Point localization data

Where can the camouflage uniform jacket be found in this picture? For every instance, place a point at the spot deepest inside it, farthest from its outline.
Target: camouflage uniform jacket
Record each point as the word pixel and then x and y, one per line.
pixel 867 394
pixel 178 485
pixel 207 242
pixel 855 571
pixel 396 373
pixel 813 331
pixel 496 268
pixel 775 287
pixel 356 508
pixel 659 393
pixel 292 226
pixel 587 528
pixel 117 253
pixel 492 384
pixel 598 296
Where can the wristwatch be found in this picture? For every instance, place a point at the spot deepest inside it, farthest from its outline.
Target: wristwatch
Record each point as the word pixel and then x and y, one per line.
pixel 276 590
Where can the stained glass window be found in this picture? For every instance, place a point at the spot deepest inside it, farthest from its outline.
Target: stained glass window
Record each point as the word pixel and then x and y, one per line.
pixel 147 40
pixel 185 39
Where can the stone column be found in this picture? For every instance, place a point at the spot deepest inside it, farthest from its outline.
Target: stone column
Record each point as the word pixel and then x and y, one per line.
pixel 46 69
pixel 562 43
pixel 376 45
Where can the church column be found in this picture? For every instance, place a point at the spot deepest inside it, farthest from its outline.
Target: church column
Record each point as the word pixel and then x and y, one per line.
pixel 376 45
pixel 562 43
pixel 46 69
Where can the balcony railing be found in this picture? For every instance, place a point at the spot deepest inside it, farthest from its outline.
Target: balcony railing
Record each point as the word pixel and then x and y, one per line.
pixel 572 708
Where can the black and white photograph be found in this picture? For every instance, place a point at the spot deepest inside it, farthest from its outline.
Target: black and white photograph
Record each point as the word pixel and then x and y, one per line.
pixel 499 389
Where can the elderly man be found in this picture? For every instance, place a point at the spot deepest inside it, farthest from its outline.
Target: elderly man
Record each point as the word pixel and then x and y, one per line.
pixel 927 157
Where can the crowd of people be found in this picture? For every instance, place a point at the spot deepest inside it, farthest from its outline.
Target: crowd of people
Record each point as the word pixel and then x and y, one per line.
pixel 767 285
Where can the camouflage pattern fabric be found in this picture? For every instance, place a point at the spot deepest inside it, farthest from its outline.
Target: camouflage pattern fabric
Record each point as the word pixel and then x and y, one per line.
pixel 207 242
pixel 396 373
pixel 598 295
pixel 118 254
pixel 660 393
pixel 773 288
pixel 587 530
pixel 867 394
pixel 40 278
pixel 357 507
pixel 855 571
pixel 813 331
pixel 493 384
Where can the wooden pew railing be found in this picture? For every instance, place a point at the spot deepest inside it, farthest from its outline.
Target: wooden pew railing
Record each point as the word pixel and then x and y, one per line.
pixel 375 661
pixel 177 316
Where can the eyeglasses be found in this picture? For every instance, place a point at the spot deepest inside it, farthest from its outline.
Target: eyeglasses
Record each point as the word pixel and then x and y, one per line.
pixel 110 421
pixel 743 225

» **GOAL OF THE EXERCISE**: Each line from the one with "Where can the balcony" through the end of the entries above is to be returned word for word. Nothing else belongs in the answer.

» **SOLVED PROBLEM**:
Where can the balcony railing be found in this picture? For every instance, place a point at the spot deepest inside it, farthest from its outline.
Target: balcony railing
Record each point as the word pixel and then x and y, one per line.
pixel 572 708
Where can the black and white photograph be found in this picture? For every instance, place a point at the spot deepest inside it, farthest from its outline.
Target: black and white photograph
Record each point as the word pixel and then x and y, one per line.
pixel 499 389
Where can the elderly man be found in this picture? For every instance, place a point at the spot deepest inside it, farthest from its outline.
Target: elderly man
Record each point as the word pixel and then x and y, one per line.
pixel 927 157
Where can the crowd of people be found in this picture? For every instance, place a point at the spot deepest inside it, farthest from its outline.
Target: crowd of people
Record each point as the word pixel and then x and y, one per line.
pixel 767 285
Where can the camouflage pattern fabric be found in this picture? For every instance, place a point at the spot deepest inside it, farthest from its outline.
Target: camouflage pattern fabric
Record each point as the word pixel and then x and y, one per line.
pixel 207 242
pixel 396 373
pixel 598 295
pixel 118 254
pixel 660 393
pixel 773 288
pixel 587 530
pixel 867 394
pixel 40 278
pixel 357 507
pixel 855 571
pixel 813 331
pixel 493 384
Where can the wooden pew railing be found in this picture? For every instance, place a point at the spot deepest inside it, farthest from its outline.
Target: wooden pew railing
Record each point as the word pixel and then x and y, one per line.
pixel 375 661
pixel 177 316
Where can the eyeglasses be found in this picture? For every instance, place a point at the spot deepest inside it, farthest from its outline.
Target: eyeglasses
Record each point as the word pixel and then x and y, one per line.
pixel 110 421
pixel 743 225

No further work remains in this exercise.